Text block –
1. Lack of oversight and due diligence
In an effort to expedite business verification, financial institutions may bypass certain checks or fail to dig deep enough. A lack of thorough oversight creates opportunities for malicious actors to exploit gaps in the process.
2. Economic hardship
In times of economic stress, instances of fraud tend to rise. Financial hardship combined with available opportunities can tempt certain actors to manipulate the system. This creates additional strain on already overburdened lending or financial assistance programs.
3. Opportunity-driven fraud
Some malicious actors are well-versed in financial systems and look for inconsistencies to exploit. Weak links in a company’s systems and processes become prime targets for opportunistic fraudsters.
4. Insufficient KYB practices
Without comprehensive Know Your Business (KYB) procedures, institutions risk a slew of issues. Insufficient KYB business verification processes may lead to funding entities involved in illicit activities.
5. Lack of proper technology security measures
Technology has streamlined the application and verification process, making it faster and more efficient. However, without the right safeguards in place, the use of technology can also create additional vulnerabilities. Phishing attempts, data breaches, or hacking can compromise sensitive applicant data, creating significant issues for financial institutions and their clients.
Strengthening KYB oversight and AML compliance best practices
The rise in small business fraud forces financial institutions to focus on KYB oversight and tighten Anti-Money Laundering (AML) compliance standards. By focusing on a few pivotal areas, organizations can secure their operations and maintain strong compliance.
Tighten compliance requirements
Addressing current fraud challenges requires more than just following existing compliance guidelines. Organizations must update policies to match evolving regulations and keep staff and clients informed of changes.
Enhance due diligence procedures
Due diligence is a fundamental step in identifying potential risks before they escalate into larger issues. A good due diligence process involves checking new clients, reviewing existing ones, and making sure all data is correct and current. By refining and enhancing these practices, institutions can better gauge potential risks and reduce the chances of fraud.

Collected data –

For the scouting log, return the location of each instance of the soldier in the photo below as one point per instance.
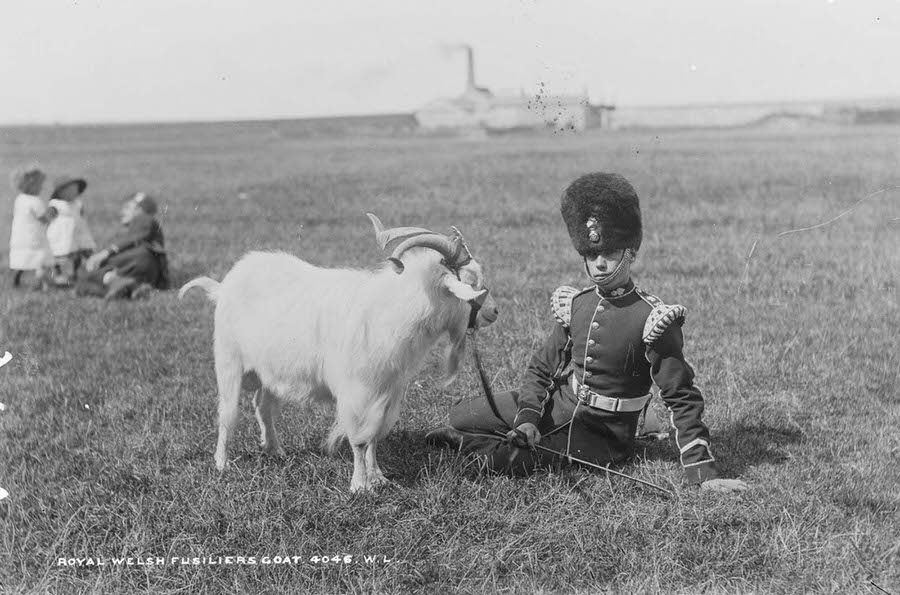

Action item –
Continue the piece on small business fraud and KYB oversight, picking up after its last sentence.

Answer space –
Collaborate with financial and related institutions
Collaboration across different sectors can provide a more holistic view of potential threats, leading to better solutions for combating fraud. Financial institutions can find and stop fraud faster by sharing information and resources to create better strategies.
Use superior SMB data to improve KYB/AML compliance
By harnessing the right technology, institutions can modernize and strengthen their KYB and AML compliance. Markaaz offers a comprehensive solution to tackle fraud by improving the business verification process. Markaaz provides robust SMB business data that gives a complete and current view of loan and assistance applicants. This helps institutions make quick and informed decisions using accurate information.
Markaaz streamlines the compliance process by automating manual compliance screening checks. Integrated data delivery enhances a company’s AML compliance program and better positions it to address the evolving threats of small business fraud.
Preventing fraud in small business lending and financial assistance
Financial institutions must take proactive steps to address the increasing risk of fraud in small business loan applications. Strengthening oversight, updating compliance measures, and leveraging cutting-edge SMB data solutions can help protect financial institutions while ensuring the integrity of loan application programs.